* **SHORT TASK**
Each entry must be given again exactly; images do not belong in the copy.

::: DATA SECTION :::

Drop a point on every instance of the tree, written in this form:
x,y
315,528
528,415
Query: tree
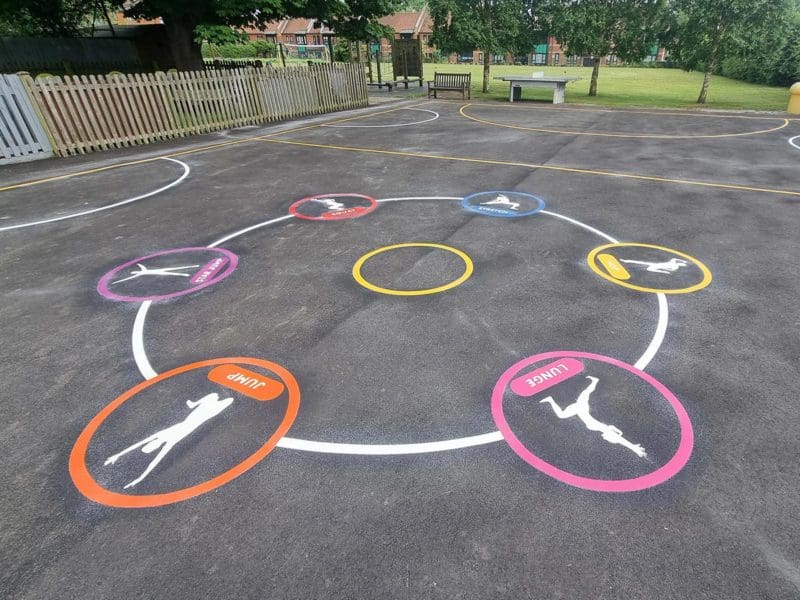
x,y
597,28
182,18
494,26
50,18
704,32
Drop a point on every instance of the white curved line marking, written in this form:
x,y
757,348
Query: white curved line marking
x,y
386,449
186,171
147,371
428,120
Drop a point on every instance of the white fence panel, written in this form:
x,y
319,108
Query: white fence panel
x,y
21,134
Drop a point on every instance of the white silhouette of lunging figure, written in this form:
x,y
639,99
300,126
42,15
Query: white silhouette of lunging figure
x,y
670,266
580,409
330,203
501,199
204,409
165,271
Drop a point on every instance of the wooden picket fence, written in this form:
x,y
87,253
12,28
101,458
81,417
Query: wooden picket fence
x,y
96,112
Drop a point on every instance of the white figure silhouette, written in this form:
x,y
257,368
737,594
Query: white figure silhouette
x,y
204,409
501,199
580,409
330,203
164,271
670,266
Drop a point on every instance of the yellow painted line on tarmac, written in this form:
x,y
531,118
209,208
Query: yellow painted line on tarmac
x,y
205,148
462,112
484,161
620,110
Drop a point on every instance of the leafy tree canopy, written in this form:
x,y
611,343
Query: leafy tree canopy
x,y
493,26
626,28
705,32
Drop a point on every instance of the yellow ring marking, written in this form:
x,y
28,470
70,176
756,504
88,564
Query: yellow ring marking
x,y
618,135
620,110
698,286
190,151
484,161
442,288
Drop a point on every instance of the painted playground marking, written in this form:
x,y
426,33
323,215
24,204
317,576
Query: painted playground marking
x,y
333,207
428,120
83,213
463,113
183,279
610,433
468,268
148,372
503,204
540,166
165,439
614,271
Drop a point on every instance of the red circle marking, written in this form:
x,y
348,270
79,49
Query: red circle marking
x,y
87,485
660,475
348,213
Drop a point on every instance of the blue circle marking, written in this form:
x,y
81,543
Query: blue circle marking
x,y
501,203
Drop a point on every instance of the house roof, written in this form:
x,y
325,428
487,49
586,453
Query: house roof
x,y
409,22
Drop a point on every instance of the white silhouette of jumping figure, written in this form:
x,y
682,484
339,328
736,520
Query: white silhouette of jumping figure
x,y
501,199
330,203
580,409
203,410
670,266
164,271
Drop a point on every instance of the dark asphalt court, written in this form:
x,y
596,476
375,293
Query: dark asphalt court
x,y
247,419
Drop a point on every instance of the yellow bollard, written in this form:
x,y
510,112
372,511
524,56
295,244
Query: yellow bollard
x,y
794,99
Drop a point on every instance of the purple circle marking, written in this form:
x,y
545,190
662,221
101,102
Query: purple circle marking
x,y
660,475
103,289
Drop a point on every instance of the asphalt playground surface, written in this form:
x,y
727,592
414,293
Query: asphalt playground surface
x,y
315,360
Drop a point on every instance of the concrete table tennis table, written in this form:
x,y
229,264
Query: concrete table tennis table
x,y
559,85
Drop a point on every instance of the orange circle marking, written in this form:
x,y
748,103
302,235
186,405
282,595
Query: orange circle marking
x,y
87,485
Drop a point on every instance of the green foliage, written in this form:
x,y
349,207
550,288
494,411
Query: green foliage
x,y
45,17
494,26
256,49
703,33
627,28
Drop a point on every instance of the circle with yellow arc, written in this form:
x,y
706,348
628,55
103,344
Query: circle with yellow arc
x,y
615,273
468,268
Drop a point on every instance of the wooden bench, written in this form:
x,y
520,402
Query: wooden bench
x,y
451,82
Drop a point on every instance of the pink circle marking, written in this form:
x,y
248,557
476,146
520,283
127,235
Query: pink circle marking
x,y
660,475
349,213
103,289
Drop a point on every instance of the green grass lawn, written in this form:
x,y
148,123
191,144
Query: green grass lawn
x,y
629,86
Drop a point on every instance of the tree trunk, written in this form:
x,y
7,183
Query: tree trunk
x,y
487,61
706,82
712,62
185,51
595,73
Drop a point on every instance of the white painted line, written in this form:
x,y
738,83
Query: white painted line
x,y
186,171
428,120
147,371
230,236
384,449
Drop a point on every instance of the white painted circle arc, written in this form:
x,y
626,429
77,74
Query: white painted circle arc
x,y
428,120
83,213
147,371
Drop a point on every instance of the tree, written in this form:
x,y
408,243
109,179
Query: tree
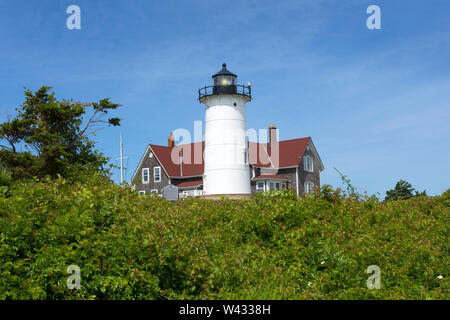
x,y
55,134
403,190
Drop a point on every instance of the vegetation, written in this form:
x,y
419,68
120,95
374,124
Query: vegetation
x,y
54,133
274,246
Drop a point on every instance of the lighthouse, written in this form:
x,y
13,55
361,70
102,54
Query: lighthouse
x,y
226,169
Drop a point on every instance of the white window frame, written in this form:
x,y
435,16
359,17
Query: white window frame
x,y
260,189
148,175
154,174
306,161
309,187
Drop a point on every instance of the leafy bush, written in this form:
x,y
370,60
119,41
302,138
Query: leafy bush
x,y
274,246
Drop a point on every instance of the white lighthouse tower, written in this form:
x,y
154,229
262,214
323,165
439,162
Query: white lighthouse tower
x,y
226,150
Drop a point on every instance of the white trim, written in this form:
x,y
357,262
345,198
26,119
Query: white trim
x,y
309,183
148,175
307,159
154,174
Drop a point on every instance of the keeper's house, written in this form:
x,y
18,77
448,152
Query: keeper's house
x,y
225,163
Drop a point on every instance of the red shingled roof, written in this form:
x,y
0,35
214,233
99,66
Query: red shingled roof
x,y
290,153
270,176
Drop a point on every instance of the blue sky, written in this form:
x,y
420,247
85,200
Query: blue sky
x,y
375,102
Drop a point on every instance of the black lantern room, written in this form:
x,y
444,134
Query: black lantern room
x,y
224,82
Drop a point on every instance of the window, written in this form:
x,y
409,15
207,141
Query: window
x,y
309,186
157,174
145,175
259,186
308,163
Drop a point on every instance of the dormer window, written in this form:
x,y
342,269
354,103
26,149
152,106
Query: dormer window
x,y
308,164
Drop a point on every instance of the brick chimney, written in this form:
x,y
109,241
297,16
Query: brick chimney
x,y
170,141
272,134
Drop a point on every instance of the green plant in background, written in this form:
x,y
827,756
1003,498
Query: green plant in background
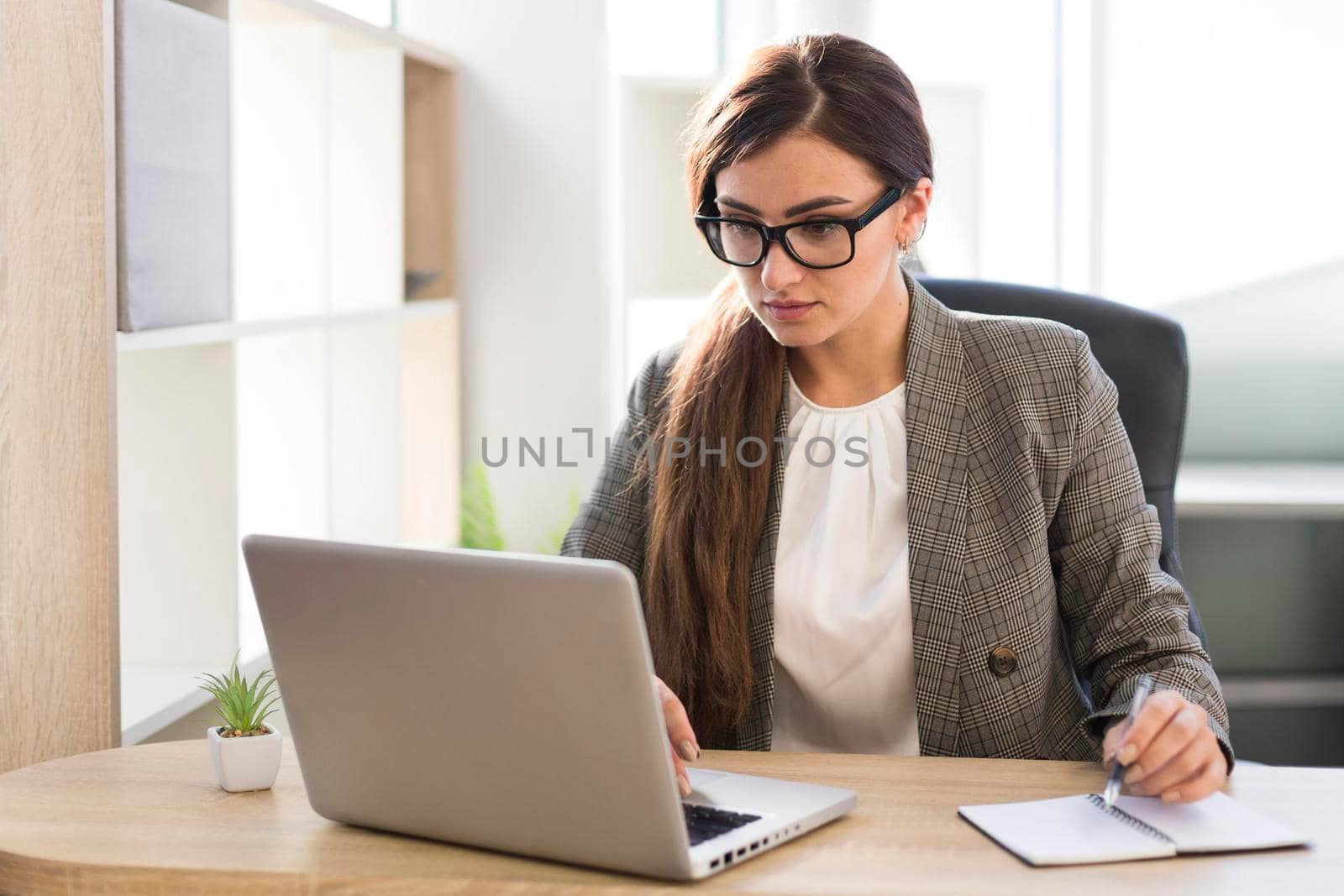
x,y
555,537
479,521
242,707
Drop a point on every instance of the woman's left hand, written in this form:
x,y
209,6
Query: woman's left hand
x,y
1169,750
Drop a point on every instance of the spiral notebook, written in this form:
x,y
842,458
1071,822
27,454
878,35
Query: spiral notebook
x,y
1075,831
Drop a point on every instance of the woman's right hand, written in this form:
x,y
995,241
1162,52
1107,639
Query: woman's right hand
x,y
685,746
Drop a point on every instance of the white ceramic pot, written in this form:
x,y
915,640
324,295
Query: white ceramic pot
x,y
245,763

:::

* **OUTPUT FOR THIS EXERCISE**
Drop a point on every instance of the tree, written in this form:
x,y
315,528
528,415
Query: tree
x,y
597,28
182,18
494,26
50,18
704,32
Drop a point on every instance of the white curved line marking, written in this form:
x,y
757,348
Query: white curved line marking
x,y
386,449
186,171
147,371
428,120
Drop a point on every instance of the white fence panel, written in this form:
x,y
319,108
Query: white fence panel
x,y
21,134
Drop a point on every instance of the white silhouette of lunging figure, written in this form:
x,y
639,99
300,126
42,15
Query: white silhouette of lunging figure
x,y
670,266
580,409
330,203
501,199
204,409
165,271
Drop a point on every instance of the wooden picket fence, written in this form:
x,y
87,253
12,28
101,458
81,417
Query: wooden picket fence
x,y
96,112
Drop a point on every instance of the white figure silhouette, written in this form:
x,y
257,368
737,594
Query: white figure silhouette
x,y
204,409
501,199
580,409
330,203
164,271
670,266
Drop a point on every instance of the yellow painted line on tarmac, written in this form:
x,y
531,118
209,208
Query: yellow painted line on tarmac
x,y
205,148
462,112
484,161
620,110
Drop a point on every instance of the leafy tree canopy, written in this form:
x,y
611,343
Query: leafy tree canopy
x,y
493,26
626,28
705,32
Drop a point on every instance of the yellow ring marking, written in this form:
x,y
28,470
70,176
756,504
88,564
Query: yellow ring marking
x,y
618,135
620,110
698,286
190,151
484,161
442,288
Drop a point on every instance of the painted playground marking, written in this form:
x,y
426,33
323,215
24,204
317,576
Query: painted playground marking
x,y
333,207
428,120
83,213
463,113
183,279
610,433
468,268
148,372
503,204
540,166
165,439
614,271
Drop a point on every instance of the red circle marking, written in this form:
x,y
348,270
79,49
Query: red circle marking
x,y
87,485
660,475
348,213
Drop a point on every instance of the blue circle marking, written in this form:
x,y
81,543
Query: blue circle marking
x,y
501,203
Drop a point on every instance of the house roof, written in this form:
x,y
325,428
487,49
586,453
Query: house roof
x,y
409,22
Drop a point on every instance of the white silhouette of jumping figure, written in this form:
x,y
682,484
339,328
736,520
Query: white silhouette of jumping figure
x,y
501,199
330,203
580,409
203,410
670,266
164,271
Drop a point on every instance of the dark asphalt court, written in this form:
x,y
596,476
375,293
Query: dark asphalt court
x,y
247,419
Drop a point on every instance of the yellow bollard, written in this form:
x,y
510,112
372,511
524,56
295,244
Query: yellow bollard
x,y
794,99
Drop a point on every instance of the purple circle marking, written in this form:
x,y
545,190
662,221
101,102
Query: purple circle marking
x,y
660,475
103,289
Drop a point on every instance of the asphalt playground surface, written in this form:
x,y
727,592
414,293
Query: asphalt playground surface
x,y
315,360
Drop a point on every instance of the concrete table tennis table, written in this form:
x,y
229,264
Query: concrete table tennis table
x,y
559,85
Drop a point on every instance of the orange circle marking, written in this form:
x,y
748,103
302,235
186,405
282,595
Query: orange circle marking
x,y
87,485
Drop a point on every instance of the green foliage, written in this form:
x,y
349,207
550,288
494,411
Query: green foliage
x,y
45,17
494,26
256,49
703,33
627,28
Drop a point on every instance of the circle with yellow arc, written in this form:
x,y
706,348
628,55
103,344
Query: circle with yellow arc
x,y
615,273
468,268
Drop a point on every instance of the wooden bench, written in this form:
x,y
520,402
Query: wooden bench
x,y
451,82
Drop a point on every instance of the pink circle marking, written in this form:
x,y
248,557
476,146
520,283
127,235
Query: pink circle marking
x,y
660,475
349,213
103,289
Drop a point on every instance of the green grass lawn, written in this form:
x,y
148,123
191,144
Query: green grass lawn
x,y
629,86
Drop a point on every instance of the tree trunk, written in this form:
x,y
7,183
Query: tree trunk
x,y
487,61
706,82
712,62
185,51
595,73
Drop a point on every instance of the white painted line, written in this form:
x,y
738,83
Query: white painted line
x,y
186,171
428,120
147,371
230,236
384,449
Drop a point on every instance of the white painted circle arc, written in this form:
x,y
626,429
77,74
Query: white painted circle arc
x,y
428,120
83,213
147,371
Drop a point on every instance of the tree, written in this form:
x,y
408,243
109,179
Query: tree
x,y
55,134
403,190
Drop a point on every instance of the vegetation, written in this form:
x,y
419,68
120,95
374,124
Query: vegetation
x,y
54,133
274,246
Drop a point on every instance of the lighthouse, written in this form:
x,y
13,55
361,70
102,54
Query: lighthouse
x,y
226,169
Drop a point on every instance of the white window frame, written in this form:
x,y
435,16
359,17
Query: white window frame
x,y
260,189
148,175
154,174
306,161
309,187
Drop a point on every instance of the leafy bush, written in this form:
x,y
370,60
119,41
302,138
Query: leafy bush
x,y
274,246
Drop a point on every instance of the white lighthouse tower, written in this form:
x,y
154,229
262,214
323,165
439,162
Query: white lighthouse tower
x,y
226,150
Drop a point on every instance of the white trim, written in this form:
x,y
357,262
345,198
26,119
Query: white trim
x,y
309,183
148,175
307,159
154,174
Drop a point on every instance of the keeper's house, written in this form:
x,y
18,77
448,152
Query: keeper's house
x,y
225,163
Drop a point on every instance of the red shingled roof, written in this form:
x,y
0,35
214,233
99,66
Query: red shingled roof
x,y
290,153
270,176
Drop a point on every instance of the blue sky, written in this form:
x,y
420,247
85,200
Query: blue sky
x,y
375,102
Drop a point on every instance of the black lantern room, written in this form:
x,y
444,134
Query: black lantern room
x,y
224,82
Drop a point on every instance of the window, written in this form:
x,y
409,15
207,141
Query: window
x,y
309,186
157,174
145,175
259,186
308,163
Drop a point on every instance of the dormer window, written in this form:
x,y
342,269
354,103
26,149
152,106
Query: dormer window
x,y
308,164
Drop a point on every instance of the brick chimney, written in this form:
x,y
109,241
297,16
Query: brick chimney
x,y
170,141
272,134
Drop a point on every instance of the green plant in background, written in this form:
x,y
827,756
1003,498
Query: green plant in background
x,y
555,537
479,521
242,707
Drop a point on every instance of the woman's left hand, written in this form:
x,y
209,6
Query: woman's left hand
x,y
1169,750
Drop a point on every instance of the spiral notebook, written in this form:
x,y
842,458
1071,822
27,454
878,35
Query: spiral notebook
x,y
1075,831
Drop a point on every instance of the woman's right hand, written in this form:
x,y
995,241
1162,52
1107,639
Query: woman's right hand
x,y
685,746
Drop a point on every instance of the white ceramic pot, written in this form:
x,y
915,640
324,295
Query: white ceramic pot
x,y
245,763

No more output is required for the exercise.